• **STATED GOAL**
Can you find every line in the entries below that contains the string "person"? Copy each of those lines, and note that case counts.
%%
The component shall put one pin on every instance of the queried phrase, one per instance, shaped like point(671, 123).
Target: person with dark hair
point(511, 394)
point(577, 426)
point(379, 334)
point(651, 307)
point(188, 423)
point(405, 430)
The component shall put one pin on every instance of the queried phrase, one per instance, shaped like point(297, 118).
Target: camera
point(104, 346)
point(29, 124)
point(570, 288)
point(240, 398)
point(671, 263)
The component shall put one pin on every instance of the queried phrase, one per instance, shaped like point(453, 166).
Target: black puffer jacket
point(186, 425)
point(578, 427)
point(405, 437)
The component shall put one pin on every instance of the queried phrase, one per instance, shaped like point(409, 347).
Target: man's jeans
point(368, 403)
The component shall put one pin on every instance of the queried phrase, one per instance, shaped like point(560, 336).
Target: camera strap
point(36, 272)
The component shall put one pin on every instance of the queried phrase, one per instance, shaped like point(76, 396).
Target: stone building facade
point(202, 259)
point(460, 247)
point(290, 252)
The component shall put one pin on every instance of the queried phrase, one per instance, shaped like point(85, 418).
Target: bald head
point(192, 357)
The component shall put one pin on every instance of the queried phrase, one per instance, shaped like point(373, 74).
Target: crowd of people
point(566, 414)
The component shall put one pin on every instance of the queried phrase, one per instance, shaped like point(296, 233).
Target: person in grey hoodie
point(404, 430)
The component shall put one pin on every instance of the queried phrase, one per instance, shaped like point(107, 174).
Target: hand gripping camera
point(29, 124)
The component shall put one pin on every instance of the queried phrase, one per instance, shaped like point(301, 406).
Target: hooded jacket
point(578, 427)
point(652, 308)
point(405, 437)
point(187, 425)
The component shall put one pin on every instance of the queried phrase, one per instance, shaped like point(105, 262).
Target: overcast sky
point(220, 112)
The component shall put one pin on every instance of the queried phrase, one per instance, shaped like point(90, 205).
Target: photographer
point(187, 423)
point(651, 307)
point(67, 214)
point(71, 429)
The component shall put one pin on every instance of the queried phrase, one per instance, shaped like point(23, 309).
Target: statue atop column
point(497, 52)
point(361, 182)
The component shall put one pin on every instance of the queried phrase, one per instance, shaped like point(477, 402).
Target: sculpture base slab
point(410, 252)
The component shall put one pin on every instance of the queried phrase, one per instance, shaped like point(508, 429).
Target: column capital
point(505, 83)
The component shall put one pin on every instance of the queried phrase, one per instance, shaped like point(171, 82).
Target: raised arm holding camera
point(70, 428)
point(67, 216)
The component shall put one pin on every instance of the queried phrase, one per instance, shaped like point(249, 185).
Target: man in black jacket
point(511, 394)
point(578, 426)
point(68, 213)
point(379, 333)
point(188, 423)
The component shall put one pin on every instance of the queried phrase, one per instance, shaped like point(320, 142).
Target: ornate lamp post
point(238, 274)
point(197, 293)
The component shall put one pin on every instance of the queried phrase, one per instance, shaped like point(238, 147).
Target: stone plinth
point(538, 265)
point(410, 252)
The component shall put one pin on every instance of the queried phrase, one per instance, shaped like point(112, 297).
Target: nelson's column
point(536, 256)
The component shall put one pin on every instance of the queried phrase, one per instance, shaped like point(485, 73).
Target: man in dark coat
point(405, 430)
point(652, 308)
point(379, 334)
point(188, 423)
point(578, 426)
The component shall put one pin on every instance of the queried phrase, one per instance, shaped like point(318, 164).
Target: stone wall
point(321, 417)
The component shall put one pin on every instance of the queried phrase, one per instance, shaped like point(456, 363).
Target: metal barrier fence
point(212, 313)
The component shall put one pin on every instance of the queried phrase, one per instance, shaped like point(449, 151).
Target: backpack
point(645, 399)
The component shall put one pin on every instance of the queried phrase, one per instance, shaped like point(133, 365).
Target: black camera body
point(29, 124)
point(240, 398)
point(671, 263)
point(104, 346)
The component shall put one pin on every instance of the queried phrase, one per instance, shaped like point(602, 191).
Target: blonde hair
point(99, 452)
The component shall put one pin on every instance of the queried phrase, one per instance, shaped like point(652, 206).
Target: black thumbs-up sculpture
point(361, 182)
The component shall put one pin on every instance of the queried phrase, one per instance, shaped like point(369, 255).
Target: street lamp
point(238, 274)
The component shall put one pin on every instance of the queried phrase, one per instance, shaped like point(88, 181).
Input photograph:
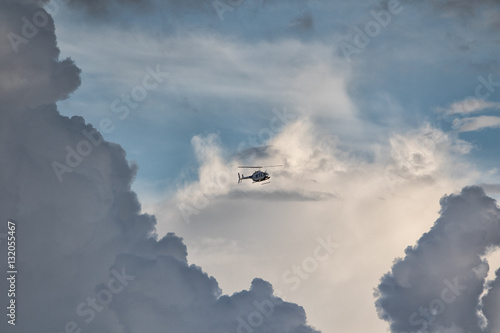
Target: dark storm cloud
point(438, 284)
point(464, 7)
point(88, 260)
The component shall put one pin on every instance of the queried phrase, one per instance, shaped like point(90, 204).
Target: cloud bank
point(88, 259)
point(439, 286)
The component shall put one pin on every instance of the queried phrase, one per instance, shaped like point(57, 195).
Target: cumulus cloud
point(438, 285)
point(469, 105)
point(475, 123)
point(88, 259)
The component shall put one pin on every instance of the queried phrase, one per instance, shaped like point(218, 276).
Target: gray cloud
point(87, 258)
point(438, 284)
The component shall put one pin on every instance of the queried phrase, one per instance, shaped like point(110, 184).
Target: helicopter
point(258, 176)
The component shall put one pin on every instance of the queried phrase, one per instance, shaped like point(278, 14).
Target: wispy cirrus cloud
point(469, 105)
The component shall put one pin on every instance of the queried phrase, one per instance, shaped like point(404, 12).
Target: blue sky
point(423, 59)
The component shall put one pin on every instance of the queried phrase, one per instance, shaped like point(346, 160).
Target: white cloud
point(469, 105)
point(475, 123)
%%
%%
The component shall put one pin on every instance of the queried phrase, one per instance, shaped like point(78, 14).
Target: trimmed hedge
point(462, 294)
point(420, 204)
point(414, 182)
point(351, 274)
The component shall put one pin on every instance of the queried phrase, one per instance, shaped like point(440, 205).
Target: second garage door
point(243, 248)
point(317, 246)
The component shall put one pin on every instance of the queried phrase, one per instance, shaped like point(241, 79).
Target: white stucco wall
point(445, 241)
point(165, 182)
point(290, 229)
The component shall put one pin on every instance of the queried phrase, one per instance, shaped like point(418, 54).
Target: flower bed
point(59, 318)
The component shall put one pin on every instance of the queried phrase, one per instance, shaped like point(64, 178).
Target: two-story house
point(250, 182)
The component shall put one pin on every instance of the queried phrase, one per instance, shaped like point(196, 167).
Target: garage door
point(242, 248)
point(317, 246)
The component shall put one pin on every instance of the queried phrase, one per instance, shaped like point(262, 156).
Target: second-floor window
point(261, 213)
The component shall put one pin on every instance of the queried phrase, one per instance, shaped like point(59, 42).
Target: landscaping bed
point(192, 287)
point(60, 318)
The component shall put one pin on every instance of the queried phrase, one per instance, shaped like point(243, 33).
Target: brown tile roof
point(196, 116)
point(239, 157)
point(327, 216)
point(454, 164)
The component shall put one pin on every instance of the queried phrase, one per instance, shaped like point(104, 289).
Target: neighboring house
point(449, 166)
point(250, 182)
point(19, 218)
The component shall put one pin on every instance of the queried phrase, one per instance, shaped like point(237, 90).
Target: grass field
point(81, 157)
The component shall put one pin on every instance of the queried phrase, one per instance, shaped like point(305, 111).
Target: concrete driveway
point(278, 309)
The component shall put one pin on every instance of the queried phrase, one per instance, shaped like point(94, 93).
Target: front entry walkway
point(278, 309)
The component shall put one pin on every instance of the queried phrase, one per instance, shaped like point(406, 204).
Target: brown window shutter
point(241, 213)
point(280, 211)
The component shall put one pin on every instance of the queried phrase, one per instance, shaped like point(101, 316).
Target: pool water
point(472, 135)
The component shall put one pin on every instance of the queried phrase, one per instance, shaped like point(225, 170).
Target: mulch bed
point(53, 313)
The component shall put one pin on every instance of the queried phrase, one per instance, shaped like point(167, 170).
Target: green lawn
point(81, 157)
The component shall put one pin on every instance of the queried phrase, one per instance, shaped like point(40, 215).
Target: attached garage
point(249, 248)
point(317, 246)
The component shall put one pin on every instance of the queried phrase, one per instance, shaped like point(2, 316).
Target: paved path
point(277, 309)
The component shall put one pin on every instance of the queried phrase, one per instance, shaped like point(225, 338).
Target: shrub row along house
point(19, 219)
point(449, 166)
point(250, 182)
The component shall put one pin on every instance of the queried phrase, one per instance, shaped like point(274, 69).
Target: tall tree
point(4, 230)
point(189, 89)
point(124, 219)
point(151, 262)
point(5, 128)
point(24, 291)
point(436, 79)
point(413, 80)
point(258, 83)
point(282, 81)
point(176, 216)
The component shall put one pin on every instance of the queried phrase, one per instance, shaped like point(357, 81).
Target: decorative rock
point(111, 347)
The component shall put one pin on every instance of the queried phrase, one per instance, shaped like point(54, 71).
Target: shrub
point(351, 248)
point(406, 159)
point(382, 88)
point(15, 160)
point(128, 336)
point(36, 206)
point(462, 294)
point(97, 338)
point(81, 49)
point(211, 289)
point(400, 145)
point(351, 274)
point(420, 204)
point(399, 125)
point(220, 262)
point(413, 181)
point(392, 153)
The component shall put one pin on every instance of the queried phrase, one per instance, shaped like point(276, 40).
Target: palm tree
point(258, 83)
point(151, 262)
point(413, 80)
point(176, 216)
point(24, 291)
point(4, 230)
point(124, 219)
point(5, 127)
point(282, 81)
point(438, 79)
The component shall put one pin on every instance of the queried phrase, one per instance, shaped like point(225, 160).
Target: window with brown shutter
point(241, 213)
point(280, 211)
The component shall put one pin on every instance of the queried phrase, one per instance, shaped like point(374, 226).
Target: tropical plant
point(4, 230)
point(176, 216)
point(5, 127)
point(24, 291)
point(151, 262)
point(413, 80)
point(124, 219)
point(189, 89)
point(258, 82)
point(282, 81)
%%
• **ANSWER FOR THIS EXERCISE**
Target: person with dark hair
Target: person in grey hoodie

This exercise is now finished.